● **Given task**
Reproduce the data below word for word, from its first line through the line that contains "83], [229, 51]]", including both of those lines.
## BEGIN Data shown
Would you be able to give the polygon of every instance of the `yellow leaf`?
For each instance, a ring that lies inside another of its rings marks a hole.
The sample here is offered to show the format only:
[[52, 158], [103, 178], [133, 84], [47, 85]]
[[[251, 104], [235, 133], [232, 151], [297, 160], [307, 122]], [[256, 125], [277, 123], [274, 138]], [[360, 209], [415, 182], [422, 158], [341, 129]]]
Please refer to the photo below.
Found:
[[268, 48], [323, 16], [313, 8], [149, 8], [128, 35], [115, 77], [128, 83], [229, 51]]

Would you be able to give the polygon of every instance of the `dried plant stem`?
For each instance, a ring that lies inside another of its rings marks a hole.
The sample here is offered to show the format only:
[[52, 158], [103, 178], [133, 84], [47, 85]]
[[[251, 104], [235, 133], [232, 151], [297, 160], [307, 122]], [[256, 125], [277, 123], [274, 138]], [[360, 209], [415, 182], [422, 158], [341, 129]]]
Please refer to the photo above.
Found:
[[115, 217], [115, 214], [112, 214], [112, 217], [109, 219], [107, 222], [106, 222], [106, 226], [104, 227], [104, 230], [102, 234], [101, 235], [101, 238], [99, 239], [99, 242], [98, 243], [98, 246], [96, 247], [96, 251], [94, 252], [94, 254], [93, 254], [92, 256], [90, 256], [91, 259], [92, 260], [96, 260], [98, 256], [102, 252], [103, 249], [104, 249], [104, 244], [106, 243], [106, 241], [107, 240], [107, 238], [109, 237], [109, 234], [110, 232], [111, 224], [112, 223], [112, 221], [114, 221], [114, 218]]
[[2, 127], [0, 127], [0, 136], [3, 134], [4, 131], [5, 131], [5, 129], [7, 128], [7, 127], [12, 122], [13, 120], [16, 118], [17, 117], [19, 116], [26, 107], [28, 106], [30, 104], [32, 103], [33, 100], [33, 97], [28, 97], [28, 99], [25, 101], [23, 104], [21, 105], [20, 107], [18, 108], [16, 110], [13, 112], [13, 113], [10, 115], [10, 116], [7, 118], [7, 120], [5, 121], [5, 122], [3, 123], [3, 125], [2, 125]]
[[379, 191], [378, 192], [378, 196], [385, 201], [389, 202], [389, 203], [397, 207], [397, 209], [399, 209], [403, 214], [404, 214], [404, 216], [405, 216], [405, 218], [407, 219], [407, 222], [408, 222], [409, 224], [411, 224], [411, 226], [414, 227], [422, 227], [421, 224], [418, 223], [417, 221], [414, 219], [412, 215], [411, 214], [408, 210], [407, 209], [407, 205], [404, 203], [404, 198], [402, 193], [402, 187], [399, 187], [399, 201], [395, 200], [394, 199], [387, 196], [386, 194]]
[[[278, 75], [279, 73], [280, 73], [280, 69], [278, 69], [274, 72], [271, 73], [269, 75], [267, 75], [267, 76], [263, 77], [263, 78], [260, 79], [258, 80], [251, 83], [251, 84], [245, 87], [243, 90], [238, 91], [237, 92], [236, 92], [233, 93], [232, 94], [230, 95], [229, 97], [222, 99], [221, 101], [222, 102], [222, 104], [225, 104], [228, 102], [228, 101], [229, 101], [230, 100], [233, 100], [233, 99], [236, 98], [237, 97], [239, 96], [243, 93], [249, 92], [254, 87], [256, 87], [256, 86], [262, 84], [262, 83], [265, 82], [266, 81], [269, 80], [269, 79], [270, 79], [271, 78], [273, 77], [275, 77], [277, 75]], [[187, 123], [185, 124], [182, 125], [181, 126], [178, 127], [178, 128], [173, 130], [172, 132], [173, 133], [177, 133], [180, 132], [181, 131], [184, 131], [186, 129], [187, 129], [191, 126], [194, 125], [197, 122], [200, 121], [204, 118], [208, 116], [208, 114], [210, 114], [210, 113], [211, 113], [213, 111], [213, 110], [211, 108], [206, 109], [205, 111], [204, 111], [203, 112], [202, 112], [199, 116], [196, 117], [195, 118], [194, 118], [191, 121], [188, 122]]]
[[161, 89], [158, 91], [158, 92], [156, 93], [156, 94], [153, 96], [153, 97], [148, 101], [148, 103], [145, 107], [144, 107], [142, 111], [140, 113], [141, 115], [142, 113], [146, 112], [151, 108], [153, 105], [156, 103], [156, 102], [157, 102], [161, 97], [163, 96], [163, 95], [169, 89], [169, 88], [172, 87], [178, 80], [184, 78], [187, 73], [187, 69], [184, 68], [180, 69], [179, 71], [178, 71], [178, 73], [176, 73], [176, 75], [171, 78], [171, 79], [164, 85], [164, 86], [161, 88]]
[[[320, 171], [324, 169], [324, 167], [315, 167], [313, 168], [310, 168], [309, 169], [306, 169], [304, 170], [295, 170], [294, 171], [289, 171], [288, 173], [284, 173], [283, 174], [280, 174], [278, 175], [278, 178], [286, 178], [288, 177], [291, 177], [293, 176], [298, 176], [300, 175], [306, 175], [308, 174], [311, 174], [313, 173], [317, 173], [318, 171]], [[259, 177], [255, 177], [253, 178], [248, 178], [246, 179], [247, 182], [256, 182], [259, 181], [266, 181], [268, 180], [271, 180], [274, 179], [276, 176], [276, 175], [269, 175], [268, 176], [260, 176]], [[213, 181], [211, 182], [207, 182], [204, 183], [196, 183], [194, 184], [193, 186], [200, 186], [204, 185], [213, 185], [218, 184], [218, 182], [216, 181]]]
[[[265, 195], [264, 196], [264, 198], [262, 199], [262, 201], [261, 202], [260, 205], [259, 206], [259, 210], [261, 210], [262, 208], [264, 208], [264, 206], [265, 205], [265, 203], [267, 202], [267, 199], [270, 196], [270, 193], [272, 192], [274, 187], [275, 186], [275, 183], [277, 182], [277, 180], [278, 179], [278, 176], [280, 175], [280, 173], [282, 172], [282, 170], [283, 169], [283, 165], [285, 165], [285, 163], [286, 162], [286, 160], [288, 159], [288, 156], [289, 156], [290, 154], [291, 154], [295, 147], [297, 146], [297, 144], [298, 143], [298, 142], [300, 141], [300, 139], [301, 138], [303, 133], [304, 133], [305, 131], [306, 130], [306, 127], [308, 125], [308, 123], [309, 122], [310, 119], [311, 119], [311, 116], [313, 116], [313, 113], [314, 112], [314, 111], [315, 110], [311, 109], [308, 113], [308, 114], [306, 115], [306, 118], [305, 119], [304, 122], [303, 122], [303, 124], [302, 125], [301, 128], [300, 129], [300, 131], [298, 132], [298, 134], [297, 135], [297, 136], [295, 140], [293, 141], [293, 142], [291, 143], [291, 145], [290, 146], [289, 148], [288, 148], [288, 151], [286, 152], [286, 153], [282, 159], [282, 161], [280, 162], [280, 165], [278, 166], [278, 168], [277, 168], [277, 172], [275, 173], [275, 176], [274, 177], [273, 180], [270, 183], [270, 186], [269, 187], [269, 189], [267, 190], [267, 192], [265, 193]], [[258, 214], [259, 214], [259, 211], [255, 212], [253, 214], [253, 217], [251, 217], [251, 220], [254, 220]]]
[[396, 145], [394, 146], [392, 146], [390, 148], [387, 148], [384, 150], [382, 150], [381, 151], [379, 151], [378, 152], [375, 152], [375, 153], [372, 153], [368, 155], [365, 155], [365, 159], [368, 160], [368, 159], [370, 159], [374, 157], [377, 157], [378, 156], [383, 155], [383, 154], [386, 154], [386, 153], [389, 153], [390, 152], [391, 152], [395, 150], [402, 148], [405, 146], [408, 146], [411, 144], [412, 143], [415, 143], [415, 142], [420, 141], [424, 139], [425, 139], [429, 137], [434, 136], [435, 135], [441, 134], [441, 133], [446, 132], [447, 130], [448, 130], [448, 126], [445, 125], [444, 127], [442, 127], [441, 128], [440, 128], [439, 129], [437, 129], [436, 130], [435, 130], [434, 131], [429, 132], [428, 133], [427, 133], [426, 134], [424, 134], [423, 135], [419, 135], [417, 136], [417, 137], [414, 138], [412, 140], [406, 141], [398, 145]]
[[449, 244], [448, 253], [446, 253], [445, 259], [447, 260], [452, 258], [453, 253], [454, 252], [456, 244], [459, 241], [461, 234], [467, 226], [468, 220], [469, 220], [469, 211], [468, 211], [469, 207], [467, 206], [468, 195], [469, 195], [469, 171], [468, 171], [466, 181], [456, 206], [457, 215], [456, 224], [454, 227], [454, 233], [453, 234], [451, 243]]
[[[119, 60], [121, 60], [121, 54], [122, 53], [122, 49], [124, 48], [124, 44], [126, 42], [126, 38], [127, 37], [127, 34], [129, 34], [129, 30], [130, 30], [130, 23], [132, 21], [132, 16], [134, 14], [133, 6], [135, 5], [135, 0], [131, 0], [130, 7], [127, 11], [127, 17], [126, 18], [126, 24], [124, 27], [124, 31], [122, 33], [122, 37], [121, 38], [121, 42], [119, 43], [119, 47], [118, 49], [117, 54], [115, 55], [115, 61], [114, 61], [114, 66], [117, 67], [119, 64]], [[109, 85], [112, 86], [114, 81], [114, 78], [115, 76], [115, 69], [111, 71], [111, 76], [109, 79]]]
## END Data shown
● **Output**
Would you be able to give the polygon of every instance of the `yellow leaf`?
For each instance, a ring that lies inside another of its rings marks a hole.
The sample here is offered to show the format only:
[[52, 158], [103, 178], [133, 84], [47, 85]]
[[[251, 104], [235, 133], [232, 151], [297, 160], [307, 122]], [[256, 125], [277, 123], [274, 138]], [[360, 209], [415, 182], [422, 158], [341, 129]]]
Please refer to the photo below.
Found:
[[268, 48], [323, 16], [313, 8], [149, 8], [128, 35], [115, 77], [128, 83], [229, 51]]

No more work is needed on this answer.